Segmentation labeling items
*****

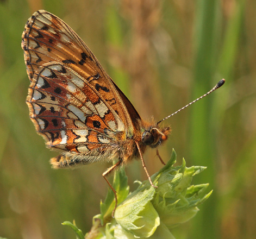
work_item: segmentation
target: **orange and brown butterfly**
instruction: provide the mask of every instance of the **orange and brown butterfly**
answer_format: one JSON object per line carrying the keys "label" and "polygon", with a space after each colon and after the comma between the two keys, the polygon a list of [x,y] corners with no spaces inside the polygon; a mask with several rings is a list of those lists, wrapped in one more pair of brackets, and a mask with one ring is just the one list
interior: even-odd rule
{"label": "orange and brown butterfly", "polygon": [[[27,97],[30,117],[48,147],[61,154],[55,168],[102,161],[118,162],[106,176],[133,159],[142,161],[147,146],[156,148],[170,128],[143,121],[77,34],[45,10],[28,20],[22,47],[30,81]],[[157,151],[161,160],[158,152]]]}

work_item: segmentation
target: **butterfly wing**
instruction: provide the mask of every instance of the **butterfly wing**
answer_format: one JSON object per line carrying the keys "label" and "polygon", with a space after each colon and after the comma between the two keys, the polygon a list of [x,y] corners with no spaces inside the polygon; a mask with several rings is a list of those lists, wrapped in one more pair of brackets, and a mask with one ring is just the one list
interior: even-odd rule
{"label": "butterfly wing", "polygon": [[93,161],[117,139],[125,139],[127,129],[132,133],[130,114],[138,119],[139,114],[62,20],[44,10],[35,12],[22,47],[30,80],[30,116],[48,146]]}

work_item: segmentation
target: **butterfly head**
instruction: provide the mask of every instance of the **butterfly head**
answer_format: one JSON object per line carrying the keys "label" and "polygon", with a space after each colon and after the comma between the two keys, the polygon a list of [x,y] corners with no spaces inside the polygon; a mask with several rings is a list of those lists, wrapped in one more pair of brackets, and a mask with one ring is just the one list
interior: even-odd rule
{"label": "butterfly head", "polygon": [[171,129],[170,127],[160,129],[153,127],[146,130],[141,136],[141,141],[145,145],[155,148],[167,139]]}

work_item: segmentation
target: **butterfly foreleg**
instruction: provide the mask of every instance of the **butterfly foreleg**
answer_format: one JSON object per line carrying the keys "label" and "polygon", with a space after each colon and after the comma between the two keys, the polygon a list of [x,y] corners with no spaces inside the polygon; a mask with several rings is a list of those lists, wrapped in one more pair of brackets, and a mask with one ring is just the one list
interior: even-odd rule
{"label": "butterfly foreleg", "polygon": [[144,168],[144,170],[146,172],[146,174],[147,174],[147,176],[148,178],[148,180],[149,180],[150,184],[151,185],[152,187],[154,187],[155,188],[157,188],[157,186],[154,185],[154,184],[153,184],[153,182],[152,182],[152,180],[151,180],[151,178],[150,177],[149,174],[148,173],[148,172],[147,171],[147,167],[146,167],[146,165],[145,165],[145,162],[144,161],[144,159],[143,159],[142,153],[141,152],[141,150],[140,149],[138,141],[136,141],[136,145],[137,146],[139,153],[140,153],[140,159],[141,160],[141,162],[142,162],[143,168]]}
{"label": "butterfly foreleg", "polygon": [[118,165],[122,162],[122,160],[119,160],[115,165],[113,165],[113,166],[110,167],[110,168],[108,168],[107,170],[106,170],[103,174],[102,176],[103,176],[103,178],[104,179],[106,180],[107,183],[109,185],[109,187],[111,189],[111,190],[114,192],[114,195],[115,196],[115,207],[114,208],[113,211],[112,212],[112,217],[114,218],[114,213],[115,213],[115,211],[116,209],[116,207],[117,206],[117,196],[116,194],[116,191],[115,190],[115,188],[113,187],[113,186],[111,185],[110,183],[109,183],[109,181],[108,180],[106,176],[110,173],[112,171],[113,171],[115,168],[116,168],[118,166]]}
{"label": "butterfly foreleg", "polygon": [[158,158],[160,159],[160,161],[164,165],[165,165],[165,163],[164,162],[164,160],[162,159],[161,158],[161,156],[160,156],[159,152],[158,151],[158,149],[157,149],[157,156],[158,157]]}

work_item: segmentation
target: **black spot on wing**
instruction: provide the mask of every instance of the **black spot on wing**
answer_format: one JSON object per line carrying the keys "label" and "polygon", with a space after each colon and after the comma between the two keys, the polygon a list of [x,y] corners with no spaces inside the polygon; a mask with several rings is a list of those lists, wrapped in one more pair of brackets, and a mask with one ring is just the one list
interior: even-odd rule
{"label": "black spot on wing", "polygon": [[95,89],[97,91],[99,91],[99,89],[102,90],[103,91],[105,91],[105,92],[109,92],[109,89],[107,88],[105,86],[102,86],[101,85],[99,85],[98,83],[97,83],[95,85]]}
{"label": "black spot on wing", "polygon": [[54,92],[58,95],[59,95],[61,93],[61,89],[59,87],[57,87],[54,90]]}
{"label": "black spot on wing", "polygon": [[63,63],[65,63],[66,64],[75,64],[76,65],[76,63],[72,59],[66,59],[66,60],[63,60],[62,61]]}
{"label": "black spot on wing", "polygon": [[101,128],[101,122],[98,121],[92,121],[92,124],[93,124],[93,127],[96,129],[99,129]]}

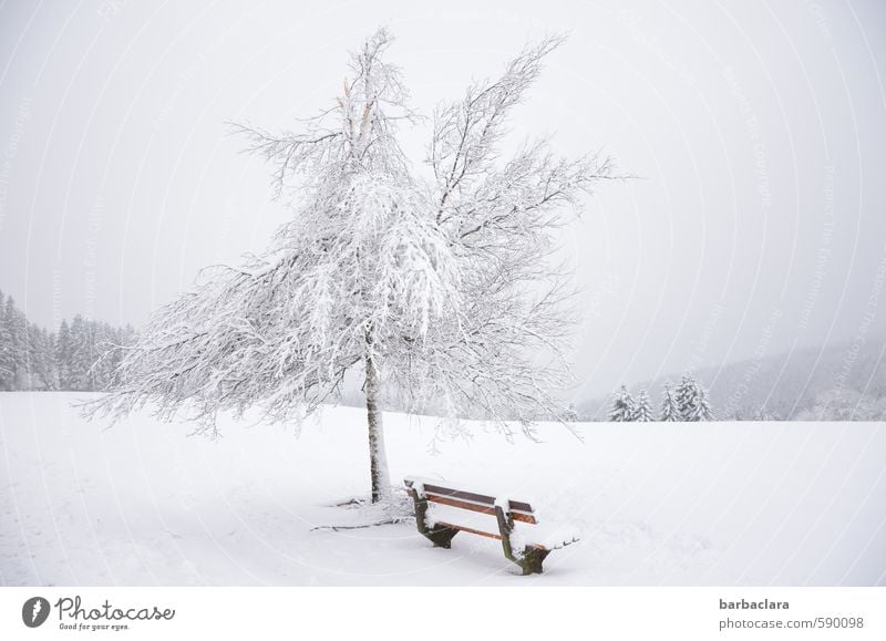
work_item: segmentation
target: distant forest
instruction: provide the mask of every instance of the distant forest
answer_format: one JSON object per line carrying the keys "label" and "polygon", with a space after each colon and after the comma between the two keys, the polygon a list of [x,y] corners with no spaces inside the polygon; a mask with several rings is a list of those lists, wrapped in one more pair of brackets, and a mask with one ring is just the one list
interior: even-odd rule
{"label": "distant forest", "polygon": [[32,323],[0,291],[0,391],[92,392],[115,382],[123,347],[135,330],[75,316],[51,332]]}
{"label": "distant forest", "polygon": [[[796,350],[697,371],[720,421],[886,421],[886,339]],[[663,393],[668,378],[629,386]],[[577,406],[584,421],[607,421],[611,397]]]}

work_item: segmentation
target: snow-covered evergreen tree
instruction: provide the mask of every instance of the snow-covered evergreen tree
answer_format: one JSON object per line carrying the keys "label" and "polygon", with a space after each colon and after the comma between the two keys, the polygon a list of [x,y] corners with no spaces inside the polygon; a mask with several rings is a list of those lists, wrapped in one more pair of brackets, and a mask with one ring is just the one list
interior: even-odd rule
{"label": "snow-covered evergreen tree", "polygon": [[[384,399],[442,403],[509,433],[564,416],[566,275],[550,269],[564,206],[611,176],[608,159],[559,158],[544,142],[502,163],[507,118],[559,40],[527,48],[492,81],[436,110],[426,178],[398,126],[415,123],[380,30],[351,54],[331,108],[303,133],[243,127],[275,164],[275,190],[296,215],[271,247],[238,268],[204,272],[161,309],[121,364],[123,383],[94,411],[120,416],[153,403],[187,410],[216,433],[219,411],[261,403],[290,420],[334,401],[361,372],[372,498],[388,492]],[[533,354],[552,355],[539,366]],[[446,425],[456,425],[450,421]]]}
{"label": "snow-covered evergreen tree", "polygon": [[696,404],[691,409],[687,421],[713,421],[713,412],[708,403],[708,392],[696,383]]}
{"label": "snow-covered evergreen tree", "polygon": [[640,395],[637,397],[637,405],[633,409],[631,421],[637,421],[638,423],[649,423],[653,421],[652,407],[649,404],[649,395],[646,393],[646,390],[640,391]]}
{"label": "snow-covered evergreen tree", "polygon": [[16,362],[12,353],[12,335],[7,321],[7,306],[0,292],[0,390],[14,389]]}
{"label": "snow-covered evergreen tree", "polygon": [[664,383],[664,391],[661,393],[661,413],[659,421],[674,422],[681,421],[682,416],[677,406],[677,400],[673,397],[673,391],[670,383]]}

*****

Could you copy all of the segmentation labeling items above word for word, from first to last, with the pictures left out?

work_item: segmentation
target: **orange and brown butterfly**
instruction: provide the mask of every instance of the **orange and brown butterfly**
answer_format: one JSON object per line carrying the keys "label" and "polygon", with a space after each colon and after the comma between the two keys, the polygon a list of [x,y] corners with no spaces inside the polygon; a mask with several rings is a list of those lists, wrapped in one more pair of brackets, and a mask with one ring is just the one list
interior: even-odd rule
{"label": "orange and brown butterfly", "polygon": [[[27,97],[30,117],[48,147],[61,154],[55,168],[102,161],[118,162],[106,176],[133,159],[142,161],[147,146],[156,148],[170,128],[143,121],[77,34],[45,10],[28,20],[22,47],[30,81]],[[157,151],[161,160],[158,152]]]}

work_item: segmentation
target: **butterfly wing**
instruction: provide the mask of every instance of the **butterfly wing**
answer_format: one JSON object per line carrying the keys "label" and "polygon", with a space after each colon and after the comma between the two keys, the polygon a list of [x,y] corners with no spaces inside the polygon; a mask with several rings is a list of those lists, wrapped in one more pair of brackets, and a mask with one ring is just the one list
interior: even-odd rule
{"label": "butterfly wing", "polygon": [[93,161],[117,139],[125,139],[127,129],[132,133],[130,114],[138,119],[139,114],[62,20],[44,10],[35,12],[22,47],[30,80],[30,116],[48,146]]}

work_item: segmentation
target: **butterfly head**
instruction: provide the mask of every instance of the **butterfly head**
answer_format: one JSON object per line carrying the keys "label" and "polygon", with a space after each colon and after the comma between the two keys, the polygon a list of [x,y] corners with no spaces inside the polygon; a mask with several rings is a list of those lists, wrapped in one more pair of brackets, and a mask with one ring is just the one list
interior: even-odd rule
{"label": "butterfly head", "polygon": [[171,129],[170,127],[160,129],[153,127],[146,130],[141,136],[141,141],[145,145],[155,148],[167,139]]}

work_item: segmentation
target: **butterfly foreleg**
instruction: provide the mask of every instance of the **butterfly foreleg**
answer_format: one JSON object per line carrying the keys "label" and "polygon", with a space after each colon and after the comma between the two keys, the polygon a list of [x,y] corners with no spaces inside the polygon; a mask with several rings is a list of those lists, wrapped in one more pair of brackets, and a mask with one ring is just the one list
interior: even-odd rule
{"label": "butterfly foreleg", "polygon": [[144,168],[144,170],[146,172],[146,174],[147,174],[147,176],[148,178],[148,180],[149,180],[150,184],[151,185],[152,187],[154,187],[155,188],[157,188],[157,186],[154,185],[154,184],[153,184],[153,182],[152,182],[152,180],[151,180],[151,178],[150,177],[149,174],[148,173],[148,172],[147,171],[147,167],[146,167],[146,165],[145,165],[145,162],[144,161],[144,159],[143,159],[142,153],[141,152],[141,150],[140,149],[138,141],[136,141],[136,145],[137,146],[139,153],[140,153],[140,159],[141,160],[141,162],[142,162],[143,168]]}
{"label": "butterfly foreleg", "polygon": [[118,165],[122,162],[122,160],[119,160],[115,165],[113,165],[113,166],[110,167],[110,168],[108,168],[107,170],[106,170],[103,174],[102,176],[103,176],[103,178],[104,179],[106,180],[107,183],[109,185],[109,187],[111,189],[111,190],[114,192],[114,195],[115,196],[115,207],[114,208],[113,211],[112,212],[112,217],[114,218],[114,213],[115,213],[115,211],[116,209],[116,207],[117,206],[117,196],[116,194],[116,191],[115,190],[115,188],[113,187],[113,186],[111,185],[110,183],[109,183],[109,181],[108,180],[106,176],[110,173],[112,171],[113,171],[115,168],[116,168],[118,166]]}
{"label": "butterfly foreleg", "polygon": [[158,158],[160,159],[160,161],[164,165],[165,165],[165,163],[164,162],[164,160],[162,159],[161,158],[161,156],[160,156],[159,152],[158,151],[158,149],[157,149],[157,156],[158,157]]}

work_item: segmentation
target: **black spot on wing**
instruction: provide the mask of every instance of the **black spot on wing**
answer_format: one JSON object per line carrying the keys "label" and "polygon", with a space after each colon and after the comma between the two keys, the polygon a list of [x,y] corners with no spaces inside the polygon; a mask with several rings is a list of those lists, wrapped in one more pair of brackets, and a mask with one ring is just the one list
interior: even-odd rule
{"label": "black spot on wing", "polygon": [[95,89],[97,91],[99,91],[99,89],[102,90],[103,91],[105,91],[105,92],[109,92],[109,89],[107,88],[105,86],[102,86],[101,85],[99,85],[98,83],[97,83],[95,85]]}
{"label": "black spot on wing", "polygon": [[54,92],[58,95],[59,95],[61,93],[61,89],[59,87],[57,87],[54,90]]}
{"label": "black spot on wing", "polygon": [[63,63],[65,63],[66,64],[75,64],[76,65],[76,63],[72,59],[66,59],[66,60],[63,60],[62,61]]}
{"label": "black spot on wing", "polygon": [[101,128],[101,122],[98,121],[92,121],[92,124],[93,124],[93,127],[96,129],[99,129]]}

work_item: segmentation
target: distant forest
instruction: provide the mask of every instance of the distant forest
answer_format: one JSON object per line carrying the keys "label" and "polygon", with a space after each colon and after the comma between the two keys, the polygon a list of [x,y] corners with no spaces inside the polygon; a mask with several rings is a list of those lists, wrapped in one more pair of brackets, and a mask with one ring is just the one list
interior: even-odd rule
{"label": "distant forest", "polygon": [[32,323],[0,291],[0,391],[92,392],[115,382],[123,347],[135,330],[75,316],[51,332]]}
{"label": "distant forest", "polygon": [[[796,350],[697,371],[720,421],[886,421],[886,339]],[[663,393],[668,378],[629,386]],[[577,406],[584,421],[607,421],[611,397]]]}

work_item: segmentation
target: snow-covered evergreen tree
instruction: provide the mask of every instance of the snow-covered evergreen tree
answer_format: one JSON object per line carrying the keys "label" and "polygon", with a space after each colon and after the comma between the two keys, the polygon a list of [x,y] corners with no spaces inside the polygon; a mask with several rings is a list of those lists, wrapped in one more pair of brackets, and a mask with one ring is just the one list
interior: even-odd rule
{"label": "snow-covered evergreen tree", "polygon": [[[384,399],[442,403],[509,433],[564,416],[566,275],[550,269],[564,206],[611,176],[608,159],[559,158],[544,142],[502,163],[507,118],[559,40],[527,48],[492,81],[436,110],[426,178],[398,126],[415,123],[380,30],[351,54],[331,108],[303,133],[243,127],[275,164],[275,190],[296,215],[271,247],[238,268],[204,272],[161,309],[121,364],[123,383],[94,411],[120,416],[153,403],[187,410],[216,433],[219,411],[261,403],[290,420],[334,401],[361,372],[372,498],[388,492]],[[533,354],[552,355],[539,366]],[[446,425],[456,425],[450,421]]]}
{"label": "snow-covered evergreen tree", "polygon": [[696,404],[691,409],[687,421],[713,421],[713,412],[708,403],[708,392],[696,383]]}
{"label": "snow-covered evergreen tree", "polygon": [[640,395],[637,397],[637,405],[633,409],[631,421],[637,421],[638,423],[649,423],[653,421],[652,407],[649,404],[649,395],[646,393],[646,390],[640,391]]}
{"label": "snow-covered evergreen tree", "polygon": [[16,362],[12,353],[12,335],[7,321],[7,306],[0,292],[0,390],[14,389]]}
{"label": "snow-covered evergreen tree", "polygon": [[664,383],[664,391],[661,393],[661,413],[659,421],[674,422],[681,421],[682,416],[677,406],[677,400],[673,397],[673,391],[670,383]]}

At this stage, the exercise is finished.